List of tasks:
1. Retype the part of the rhubarb passage that opens with the words containing "I don’t want" and closes with "from the rhubarb.".
2. In the rhubarb passage, how long is the shortbread dough frozen before it is grated into the pan?

Excerpt provided:
::::

I receive one, and, eventually, find my way into the back yard, where the untended garden overflows with weeds and whatever chard the slugs and leaf miners have left behind, but also a large, healthy rosemary plant, strawberry plants covered with blossoms, and a vast, leafy rhubarb plant offering an abundance of green stalks.

I don’t want muffins, and definitely not cake or pie. I want little nibbles, cookies, while The Child announces she will be happy with anything I make from the rhubarb.

A bit of looking turns up several recipes involving rhubarb and cardamom, which supposedly  complement each other as nicely as rhubarb and strawberry. One recipe in particular intrigues me, for a cardamom-spiced shortbread with a layer of strawberry-rhubarb jam in the middle. The rhubarb and cardamom combination is intriguing, as is the technique for making the shortbread; the dough is frozen for a half hour, then grated into the pan.

I was looking forward to using my new measuring spoons, but they were not the new tool I needed at that particular moment. The recipe calls for ground cardamom, and although I had three – yes, three – jars of cardamom, each one was filled with whole green pods.

::::

Record set:
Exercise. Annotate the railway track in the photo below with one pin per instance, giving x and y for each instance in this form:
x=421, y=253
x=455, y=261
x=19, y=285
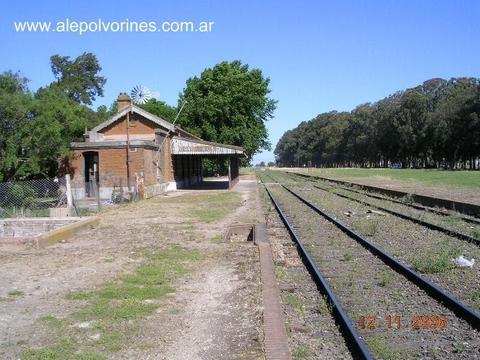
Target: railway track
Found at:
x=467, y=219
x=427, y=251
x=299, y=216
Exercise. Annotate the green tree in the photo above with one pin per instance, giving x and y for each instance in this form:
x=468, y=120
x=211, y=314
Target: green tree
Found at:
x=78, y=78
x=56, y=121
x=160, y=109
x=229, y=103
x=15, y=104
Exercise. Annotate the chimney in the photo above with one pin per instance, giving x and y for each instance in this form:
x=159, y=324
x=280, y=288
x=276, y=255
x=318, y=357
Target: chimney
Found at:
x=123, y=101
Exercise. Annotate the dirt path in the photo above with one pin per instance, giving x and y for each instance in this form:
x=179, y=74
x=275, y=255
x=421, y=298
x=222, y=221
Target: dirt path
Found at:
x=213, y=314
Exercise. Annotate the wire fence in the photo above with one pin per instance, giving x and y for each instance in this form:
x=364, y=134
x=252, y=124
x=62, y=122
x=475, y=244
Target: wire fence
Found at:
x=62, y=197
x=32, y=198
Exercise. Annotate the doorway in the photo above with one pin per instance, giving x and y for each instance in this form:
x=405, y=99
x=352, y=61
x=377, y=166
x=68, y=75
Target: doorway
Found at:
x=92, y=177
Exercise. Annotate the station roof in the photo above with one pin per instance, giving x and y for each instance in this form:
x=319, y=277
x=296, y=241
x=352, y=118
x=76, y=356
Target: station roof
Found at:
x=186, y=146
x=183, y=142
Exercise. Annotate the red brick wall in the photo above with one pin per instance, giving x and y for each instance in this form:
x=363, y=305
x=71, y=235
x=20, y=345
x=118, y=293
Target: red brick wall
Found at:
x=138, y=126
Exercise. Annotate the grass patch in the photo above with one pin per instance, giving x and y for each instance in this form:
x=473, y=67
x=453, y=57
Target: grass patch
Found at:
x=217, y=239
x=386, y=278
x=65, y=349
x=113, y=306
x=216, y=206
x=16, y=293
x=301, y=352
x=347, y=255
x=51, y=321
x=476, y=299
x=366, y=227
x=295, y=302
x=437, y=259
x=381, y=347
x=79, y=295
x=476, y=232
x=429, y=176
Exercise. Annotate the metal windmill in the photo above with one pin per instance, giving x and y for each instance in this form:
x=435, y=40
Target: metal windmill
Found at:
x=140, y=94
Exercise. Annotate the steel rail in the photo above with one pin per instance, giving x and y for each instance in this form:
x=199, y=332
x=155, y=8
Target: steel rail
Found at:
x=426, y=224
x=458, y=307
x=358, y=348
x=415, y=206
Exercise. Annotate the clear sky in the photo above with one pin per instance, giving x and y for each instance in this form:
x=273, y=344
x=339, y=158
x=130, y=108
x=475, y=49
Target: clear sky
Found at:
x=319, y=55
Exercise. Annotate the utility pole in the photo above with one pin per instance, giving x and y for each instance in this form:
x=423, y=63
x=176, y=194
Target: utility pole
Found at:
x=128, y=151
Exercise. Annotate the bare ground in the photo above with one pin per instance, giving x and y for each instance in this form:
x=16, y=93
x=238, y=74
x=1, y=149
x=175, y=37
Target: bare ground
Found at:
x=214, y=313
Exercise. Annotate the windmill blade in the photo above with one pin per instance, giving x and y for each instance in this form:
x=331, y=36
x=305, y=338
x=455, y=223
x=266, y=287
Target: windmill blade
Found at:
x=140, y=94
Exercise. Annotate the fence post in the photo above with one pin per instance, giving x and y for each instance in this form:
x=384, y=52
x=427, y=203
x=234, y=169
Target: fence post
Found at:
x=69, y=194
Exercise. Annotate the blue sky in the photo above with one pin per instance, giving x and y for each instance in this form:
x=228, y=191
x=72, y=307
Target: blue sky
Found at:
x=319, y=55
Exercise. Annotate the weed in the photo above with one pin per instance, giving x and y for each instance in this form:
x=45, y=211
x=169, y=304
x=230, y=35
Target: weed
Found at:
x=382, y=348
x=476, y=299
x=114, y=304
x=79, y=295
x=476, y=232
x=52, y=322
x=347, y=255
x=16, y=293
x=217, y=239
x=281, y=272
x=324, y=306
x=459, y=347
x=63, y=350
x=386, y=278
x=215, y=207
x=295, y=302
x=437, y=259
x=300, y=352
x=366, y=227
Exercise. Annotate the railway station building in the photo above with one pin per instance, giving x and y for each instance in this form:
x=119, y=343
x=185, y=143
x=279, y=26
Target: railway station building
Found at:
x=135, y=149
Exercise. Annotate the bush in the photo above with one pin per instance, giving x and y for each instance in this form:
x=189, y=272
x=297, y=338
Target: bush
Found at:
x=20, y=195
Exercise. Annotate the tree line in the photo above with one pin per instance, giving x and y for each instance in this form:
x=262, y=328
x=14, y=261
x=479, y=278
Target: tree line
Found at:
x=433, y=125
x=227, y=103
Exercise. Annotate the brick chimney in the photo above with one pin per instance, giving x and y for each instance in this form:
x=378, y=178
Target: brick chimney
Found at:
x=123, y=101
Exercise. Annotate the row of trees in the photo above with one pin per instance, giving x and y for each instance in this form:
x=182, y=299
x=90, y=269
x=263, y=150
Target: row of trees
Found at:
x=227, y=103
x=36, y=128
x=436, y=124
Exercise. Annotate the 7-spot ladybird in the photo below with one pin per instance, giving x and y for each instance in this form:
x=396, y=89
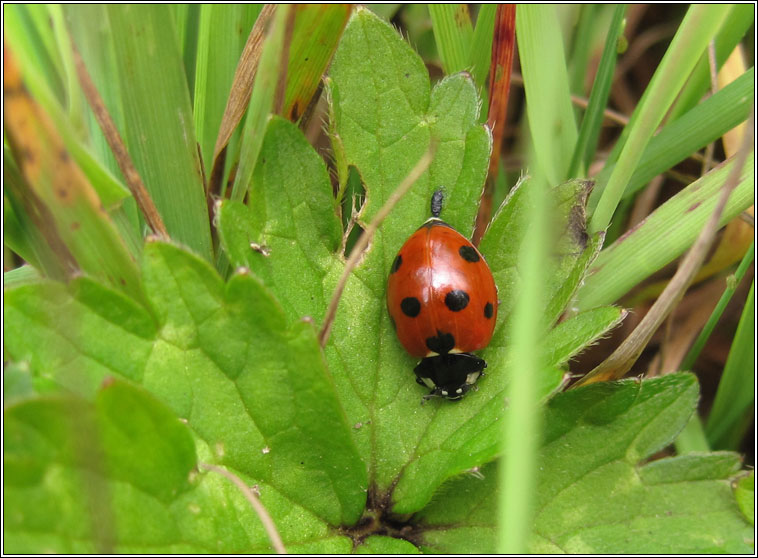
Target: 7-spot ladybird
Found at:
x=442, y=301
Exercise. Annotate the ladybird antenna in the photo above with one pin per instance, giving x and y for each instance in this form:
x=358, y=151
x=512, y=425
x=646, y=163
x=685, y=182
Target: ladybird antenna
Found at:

::::

Answers in order:
1.
I don’t want muffins, and definitely not cake or pie. I want little nibbles, cookies, while The Child announces she will be happy with anything I make from the rhubarb.

2. A half hour.